[Natural language region descriptions]
######

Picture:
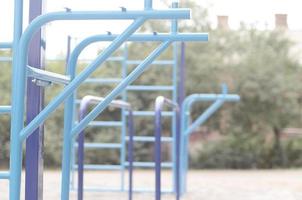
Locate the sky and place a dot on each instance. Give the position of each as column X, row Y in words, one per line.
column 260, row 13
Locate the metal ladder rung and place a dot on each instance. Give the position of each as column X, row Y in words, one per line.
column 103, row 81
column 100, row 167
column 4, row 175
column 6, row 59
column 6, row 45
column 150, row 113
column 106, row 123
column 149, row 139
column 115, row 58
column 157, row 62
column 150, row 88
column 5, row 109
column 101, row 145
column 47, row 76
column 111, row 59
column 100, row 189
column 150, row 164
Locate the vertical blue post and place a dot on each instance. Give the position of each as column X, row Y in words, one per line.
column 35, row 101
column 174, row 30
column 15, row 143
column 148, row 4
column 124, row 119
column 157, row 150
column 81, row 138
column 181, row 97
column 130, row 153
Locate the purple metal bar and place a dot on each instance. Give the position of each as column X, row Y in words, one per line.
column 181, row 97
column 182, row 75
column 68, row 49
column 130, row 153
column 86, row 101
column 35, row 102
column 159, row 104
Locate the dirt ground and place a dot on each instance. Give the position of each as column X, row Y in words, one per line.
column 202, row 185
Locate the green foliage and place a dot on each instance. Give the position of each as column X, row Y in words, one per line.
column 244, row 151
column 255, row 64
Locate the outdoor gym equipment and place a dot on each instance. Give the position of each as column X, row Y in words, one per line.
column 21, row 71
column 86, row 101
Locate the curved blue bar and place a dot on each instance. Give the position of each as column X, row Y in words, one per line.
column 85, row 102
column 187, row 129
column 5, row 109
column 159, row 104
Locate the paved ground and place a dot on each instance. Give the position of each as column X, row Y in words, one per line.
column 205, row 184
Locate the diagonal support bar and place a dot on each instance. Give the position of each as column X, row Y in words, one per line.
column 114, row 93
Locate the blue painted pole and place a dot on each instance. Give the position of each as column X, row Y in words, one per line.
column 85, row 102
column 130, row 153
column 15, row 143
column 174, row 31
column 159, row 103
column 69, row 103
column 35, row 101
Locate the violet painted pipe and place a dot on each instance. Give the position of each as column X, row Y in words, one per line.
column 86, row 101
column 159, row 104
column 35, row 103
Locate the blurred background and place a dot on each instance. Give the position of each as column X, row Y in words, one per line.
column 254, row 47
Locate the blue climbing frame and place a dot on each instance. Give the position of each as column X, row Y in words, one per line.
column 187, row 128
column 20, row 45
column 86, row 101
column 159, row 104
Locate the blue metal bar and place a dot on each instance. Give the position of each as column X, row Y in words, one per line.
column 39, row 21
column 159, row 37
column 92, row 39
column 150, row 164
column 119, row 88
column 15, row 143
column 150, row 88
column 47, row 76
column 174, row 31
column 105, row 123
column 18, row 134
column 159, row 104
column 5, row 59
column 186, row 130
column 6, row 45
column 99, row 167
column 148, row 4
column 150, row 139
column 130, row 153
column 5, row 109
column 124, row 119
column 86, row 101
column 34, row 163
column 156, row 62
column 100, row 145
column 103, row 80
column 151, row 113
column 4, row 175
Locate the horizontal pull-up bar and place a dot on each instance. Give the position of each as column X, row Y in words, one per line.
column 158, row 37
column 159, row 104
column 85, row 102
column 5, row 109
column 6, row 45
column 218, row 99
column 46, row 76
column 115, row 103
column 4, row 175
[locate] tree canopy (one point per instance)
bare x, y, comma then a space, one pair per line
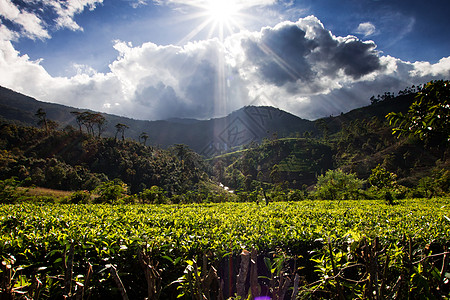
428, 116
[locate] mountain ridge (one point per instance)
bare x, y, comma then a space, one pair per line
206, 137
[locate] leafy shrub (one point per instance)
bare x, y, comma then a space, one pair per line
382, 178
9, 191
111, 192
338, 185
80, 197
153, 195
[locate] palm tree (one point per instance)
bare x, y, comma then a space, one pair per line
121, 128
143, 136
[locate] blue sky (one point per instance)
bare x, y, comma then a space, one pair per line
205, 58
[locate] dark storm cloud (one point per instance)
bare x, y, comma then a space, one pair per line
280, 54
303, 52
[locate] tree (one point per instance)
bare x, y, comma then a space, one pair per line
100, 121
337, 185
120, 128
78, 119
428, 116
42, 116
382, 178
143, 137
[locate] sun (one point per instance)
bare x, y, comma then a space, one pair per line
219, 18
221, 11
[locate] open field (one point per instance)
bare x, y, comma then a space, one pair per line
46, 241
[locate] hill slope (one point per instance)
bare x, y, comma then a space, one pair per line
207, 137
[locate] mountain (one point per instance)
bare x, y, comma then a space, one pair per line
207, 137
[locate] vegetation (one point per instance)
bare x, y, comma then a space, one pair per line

######

*THE PROBLEM:* Would you transcribe each of the entries exactly, skipping the pictures?

*RESPONSE TO THE EXERCISE:*
Picture:
Locate the sky and place a dot on each instance. Give the position of each as column X, row Y in words, one per line.
column 260, row 13
Locate the metal ladder rung and place a dot on each instance. Give the position of each as column X, row Y in words, one per line.
column 103, row 81
column 100, row 167
column 4, row 175
column 6, row 59
column 6, row 45
column 150, row 113
column 106, row 123
column 149, row 139
column 115, row 58
column 157, row 62
column 150, row 88
column 5, row 109
column 101, row 145
column 47, row 76
column 111, row 59
column 100, row 189
column 150, row 164
Locate the vertical blue post and place a dot on each instance. Give the position of each as column X, row Y in words, one per line.
column 35, row 101
column 174, row 30
column 15, row 143
column 148, row 4
column 124, row 119
column 157, row 150
column 81, row 138
column 181, row 97
column 130, row 153
Locate the purple metal bar and place a dot on each instance. Give the position of each as column X, row Y in words, one per line.
column 181, row 97
column 182, row 75
column 68, row 49
column 130, row 153
column 86, row 101
column 35, row 102
column 159, row 104
Locate the dirt ground and place a dot on each instance. Give the position of each as column X, row Y in words, one per line.
column 202, row 185
Locate the green foliage and place a dot on each instance. Give the position of each as column X, row Y in words, one per line.
column 244, row 151
column 255, row 64
Locate the outdoor gym equipment and place a dot on each instance. Give the position of each as column X, row Y in words, one per line.
column 21, row 71
column 86, row 101
Locate the curved blue bar and place a dot on each instance. Give the position of each as column X, row Y in words, one per line.
column 85, row 102
column 187, row 129
column 5, row 109
column 159, row 104
Locate the paved ground and place a dot on each instance. Give the position of each as column X, row Y in words, one per line.
column 205, row 184
Locate the diagonal support bar and place a dot on each instance. Give the position of each as column X, row Y in words, one per line.
column 114, row 93
Locate the blue painted pole and place a dot on each instance. Give the position of each as column X, row Y in words, one per line.
column 85, row 102
column 130, row 153
column 15, row 143
column 174, row 31
column 159, row 103
column 69, row 103
column 35, row 101
Locate the violet painted pipe and place a dot on each instance. Give the position of each as column X, row Y in words, one per line.
column 86, row 101
column 159, row 104
column 35, row 103
Locate the blurred background and place a dot on each instance. Give the position of each as column X, row Y in words, one per line.
column 254, row 47
Locate the blue climbing frame and place a dot on each instance. Give the position of each as column X, row Y in words, one per line.
column 187, row 128
column 20, row 45
column 86, row 101
column 159, row 104
Locate the blue metal bar and place a dot on each instance. Give the position of each as column X, row Y in words, one per line.
column 39, row 21
column 159, row 37
column 92, row 39
column 150, row 164
column 119, row 88
column 15, row 143
column 150, row 88
column 47, row 76
column 174, row 31
column 105, row 123
column 18, row 134
column 159, row 104
column 5, row 59
column 186, row 130
column 6, row 45
column 99, row 167
column 148, row 4
column 150, row 139
column 130, row 153
column 5, row 109
column 124, row 119
column 86, row 101
column 34, row 163
column 156, row 62
column 100, row 145
column 103, row 80
column 151, row 113
column 4, row 175
Locate the horizontal pull-up bar and place a dot on each instance. Give the position of each as column X, row Y in words, one per line.
column 158, row 37
column 159, row 104
column 85, row 102
column 5, row 109
column 6, row 45
column 218, row 99
column 46, row 76
column 115, row 103
column 4, row 175
[locate] tree canopy (one point per instance)
bare x, y, comma then a space, one pair per line
428, 116
[locate] mountain ridge (one point per instance)
bare x, y, comma then a space, one pair per line
206, 137
[locate] leafy shrub (one point per instance)
bare x, y, comma then a space, one pair per line
382, 178
9, 191
111, 192
338, 185
80, 197
153, 195
[locate] palm tree (one point per instance)
bare x, y, comma then a space, one pair per line
121, 128
143, 136
[locate] blue sky (one point per instance)
bare x, y, comma then a space, one pair per line
205, 58
[locate] dark storm cloud (one point per instance)
bare x, y, comma then a space, one pair per line
280, 54
303, 52
[locate] tree (one point per instance)
bare x, y, comma then a space, one pair per line
100, 121
337, 185
120, 128
78, 119
428, 116
42, 116
382, 178
143, 137
[locate] sun (one point per instance)
bare x, y, comma then a space, one pair per line
219, 18
221, 11
[locate] open field (one point per instance)
bare x, y, comma then a space, one pair per line
46, 241
[locate] hill slope (one point per instance)
bare x, y, comma then a space, one pair per line
207, 137
[locate] mountain (one point per instance)
bare x, y, comma then a space, one pair per line
207, 137
[locate] vegetation (one point per instance)
bare x, y, comma then a space, one pair per line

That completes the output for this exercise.